BEGIN
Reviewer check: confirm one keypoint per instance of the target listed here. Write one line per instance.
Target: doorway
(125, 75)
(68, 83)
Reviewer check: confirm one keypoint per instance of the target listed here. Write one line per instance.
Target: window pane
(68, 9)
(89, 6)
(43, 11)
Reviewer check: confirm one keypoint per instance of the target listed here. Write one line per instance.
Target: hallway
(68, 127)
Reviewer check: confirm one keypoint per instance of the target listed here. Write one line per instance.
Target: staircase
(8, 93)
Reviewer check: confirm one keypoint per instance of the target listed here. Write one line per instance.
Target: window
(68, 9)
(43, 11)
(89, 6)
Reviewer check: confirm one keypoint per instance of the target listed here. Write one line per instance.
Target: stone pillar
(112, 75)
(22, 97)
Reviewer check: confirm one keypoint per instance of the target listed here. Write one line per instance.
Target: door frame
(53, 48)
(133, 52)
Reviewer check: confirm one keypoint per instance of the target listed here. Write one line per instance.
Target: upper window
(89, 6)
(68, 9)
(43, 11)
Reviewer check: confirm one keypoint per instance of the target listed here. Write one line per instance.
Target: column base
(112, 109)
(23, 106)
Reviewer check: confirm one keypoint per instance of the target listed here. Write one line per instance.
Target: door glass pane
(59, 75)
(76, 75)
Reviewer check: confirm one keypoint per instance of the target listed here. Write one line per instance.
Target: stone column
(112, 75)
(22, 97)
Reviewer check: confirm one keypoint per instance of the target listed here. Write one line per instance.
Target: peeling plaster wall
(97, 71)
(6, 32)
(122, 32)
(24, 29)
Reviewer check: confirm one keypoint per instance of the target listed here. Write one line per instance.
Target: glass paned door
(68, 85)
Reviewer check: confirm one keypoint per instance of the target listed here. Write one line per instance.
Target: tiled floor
END
Work request: Write out all of the entries above, exactly and in full.

Written answer:
Reviewer check: confirm one keypoint per instance of the target listed here. Write one line per instance.
Target: doorway
(125, 75)
(68, 83)
Reviewer check: confirm one keypoint per instance of the target listed here. Write one line per instance.
Target: window pane
(68, 9)
(89, 6)
(43, 11)
Reviewer check: confirm one keypoint per instance of the target listed here. Write one line per instance.
Target: hallway
(68, 127)
Reviewer check: confirm one keypoint per instance of the target listed here. Write one line per instance.
Target: staircase
(8, 93)
Reviewer check: confirm one keypoint per instance of the target listed here. Write one line per instance.
Target: window
(68, 9)
(43, 11)
(89, 6)
Reviewer check: confirm one keypoint per instance of the target listed here. Write one line per instance.
Target: stone pillar
(112, 75)
(22, 97)
Reviewer check: confirm one keypoint per instance of the target listed here. Write one line per instance.
Target: door frame
(53, 48)
(133, 52)
Reviewer check: confirm one keypoint per instance of the target listed here. Write one line per instance.
Target: upper window
(89, 6)
(68, 9)
(43, 11)
Reviewer check: confirm one keypoint per instance of the target listed here. Write one line per instance.
Target: column base
(112, 109)
(23, 106)
Reviewer check: confirm one keypoint per instance of the target listed here. Write one line per instance.
Target: door glass pane
(59, 75)
(76, 75)
Reviewer check: confirm one keypoint per instance of the target listed here. Write one line per instance.
Target: stone column
(112, 75)
(22, 97)
Reviewer check: confirm one keypoint per instance of the target listed here. Write one line per instance.
Target: peeling plaster wall
(97, 71)
(6, 32)
(122, 32)
(24, 29)
Reviewer check: confirm one keypoint per instance of the target listed here. Write one line per instance.
Target: glass paned door
(68, 85)
Reviewer check: confirm one keypoint per instance of the target listed here. Write one line per instance.
Target: tiled floor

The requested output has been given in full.